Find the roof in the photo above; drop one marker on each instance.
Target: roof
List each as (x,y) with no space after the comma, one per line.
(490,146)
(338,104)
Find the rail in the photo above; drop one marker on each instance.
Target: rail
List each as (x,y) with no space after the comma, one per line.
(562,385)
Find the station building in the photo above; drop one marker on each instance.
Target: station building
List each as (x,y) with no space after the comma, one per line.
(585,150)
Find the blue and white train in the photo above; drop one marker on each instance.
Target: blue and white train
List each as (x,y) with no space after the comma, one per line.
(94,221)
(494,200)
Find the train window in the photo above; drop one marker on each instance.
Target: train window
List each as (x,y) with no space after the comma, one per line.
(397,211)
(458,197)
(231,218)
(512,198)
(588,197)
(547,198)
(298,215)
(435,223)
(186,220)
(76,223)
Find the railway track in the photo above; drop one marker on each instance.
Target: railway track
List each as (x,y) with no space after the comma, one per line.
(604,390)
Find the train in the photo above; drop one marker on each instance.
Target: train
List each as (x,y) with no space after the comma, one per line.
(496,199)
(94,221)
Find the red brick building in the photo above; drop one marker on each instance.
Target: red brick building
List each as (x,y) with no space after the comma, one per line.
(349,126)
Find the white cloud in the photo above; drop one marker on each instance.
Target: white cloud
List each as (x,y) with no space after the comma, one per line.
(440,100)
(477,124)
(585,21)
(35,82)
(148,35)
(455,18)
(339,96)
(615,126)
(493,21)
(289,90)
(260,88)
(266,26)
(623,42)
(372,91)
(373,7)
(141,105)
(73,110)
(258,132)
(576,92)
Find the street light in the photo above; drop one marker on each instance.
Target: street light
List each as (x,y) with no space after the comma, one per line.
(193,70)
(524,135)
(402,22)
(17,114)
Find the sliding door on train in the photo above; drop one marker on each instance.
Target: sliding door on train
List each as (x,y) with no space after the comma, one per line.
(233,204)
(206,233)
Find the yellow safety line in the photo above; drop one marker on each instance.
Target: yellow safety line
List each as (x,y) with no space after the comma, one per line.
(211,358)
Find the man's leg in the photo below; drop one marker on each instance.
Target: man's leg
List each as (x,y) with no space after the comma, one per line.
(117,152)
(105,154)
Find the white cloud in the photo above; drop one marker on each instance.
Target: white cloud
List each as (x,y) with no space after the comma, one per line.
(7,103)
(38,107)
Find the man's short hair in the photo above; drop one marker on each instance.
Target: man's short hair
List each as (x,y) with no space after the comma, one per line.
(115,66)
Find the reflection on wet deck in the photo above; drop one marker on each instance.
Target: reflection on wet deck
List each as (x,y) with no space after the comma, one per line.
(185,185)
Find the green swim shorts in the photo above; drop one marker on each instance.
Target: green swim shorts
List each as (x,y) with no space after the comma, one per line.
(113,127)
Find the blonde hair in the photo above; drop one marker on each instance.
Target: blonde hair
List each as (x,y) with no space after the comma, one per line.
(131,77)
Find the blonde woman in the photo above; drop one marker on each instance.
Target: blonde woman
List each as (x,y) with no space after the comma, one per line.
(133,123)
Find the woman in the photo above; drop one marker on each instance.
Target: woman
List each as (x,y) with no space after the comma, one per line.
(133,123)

= WHAT TO PRODUCE =
Copy all of the material word for word.

= WRITTEN SOLUTION =
Find the roof in the photo above; drop one marker on each instance.
Target: roof
List each as (x,y) with no space after the comma, one per line.
(490,146)
(338,104)
Find the rail in the photo above; drop one marker on each instance.
Target: rail
List each as (x,y) with no space after the comma, one per line.
(562,385)
Find the station building in the photo above; drop one marker on each instance.
Target: station building
List each as (x,y) with no space after the comma, one per line.
(585,150)
Find the blue and white train in the photo above; drop one marker on each instance.
Target: blue and white train
List each as (x,y) with no space after the comma, one per line.
(94,221)
(494,200)
Find the train window in the photo above; drop one marker on each instance.
Target: train window
List each as (x,y) with no space after the comma, one per line.
(397,211)
(458,197)
(231,218)
(512,198)
(588,197)
(547,198)
(298,215)
(435,223)
(186,220)
(76,223)
Find the railway track in the photo above; drop one marker on each instance.
Target: railway track
List each as (x,y) with no space after the comma, one per line.
(604,390)
Find the train in the photo above; drop one marker on each instance.
Target: train
List each as (x,y) with no space after the comma, one per line.
(496,199)
(94,221)
Find the red brick building in the photo above; drop one marker on each instance.
Target: red brick building
List each as (x,y) with no space after the comma, one per line.
(349,126)
Find the white cloud in the photo above; drop one marker on each instance.
Target: white cloud
List each as (x,y) with no space after the comma, one per line.
(440,100)
(477,124)
(585,21)
(35,82)
(148,35)
(455,18)
(339,96)
(615,126)
(493,21)
(289,90)
(260,88)
(266,26)
(623,42)
(372,91)
(373,7)
(141,105)
(73,110)
(258,132)
(576,92)
Find the street light in the photo above; drop one marker on each instance.
Target: street light
List each as (x,y) with no space after the comma, one per line.
(193,70)
(524,135)
(402,22)
(17,114)
Find the sliding door on train in the photo above; drop one marker on each instance.
Target: sliding door on train
List each as (x,y) with no space after the comma, one per line.
(233,204)
(206,233)
Find the yellow safety line in the photo above; drop one marker on each instance.
Target: yellow safety line
List each as (x,y) with no space after the comma, one per line.
(211,358)
Find the man's leg in the photo below; drop one marker on each instance.
Target: man's leg
List each as (x,y) with no space after the comma, one per line.
(117,152)
(105,154)
Find the white cloud in the photo above; drop one marker on each instance.
Target: white cloud
List each as (x,y) with no space after the comma, one per line.
(7,103)
(38,107)
Find the man's short hair in the photo above; drop one marker on each instance.
Target: man's short hair
List each as (x,y) with no space after the comma, one per line.
(115,66)
Find the reflection on wet deck in the photo above; drop one marker on each instance.
Target: reflection on wet deck
List each as (x,y) with no space after the comma, one per line.
(185,185)
Find the green swim shorts in the photo above; drop one marker on each instance.
Target: green swim shorts
List each as (x,y) with no space after the comma, one per line.
(113,127)
Find the blonde hair in the photo above; drop one marker on each instance.
Target: blonde hair
List each as (x,y) with no space after the comma, one per line.
(131,77)
Find the blonde woman in the photo above; drop one marker on each instance.
Target: blonde woman
List each as (x,y) with no space after the comma, one per line.
(133,123)
Find the woman in the photo above; drop one marker on each instance.
Target: woman
List each as (x,y) with no space after the comma, one per line.
(133,123)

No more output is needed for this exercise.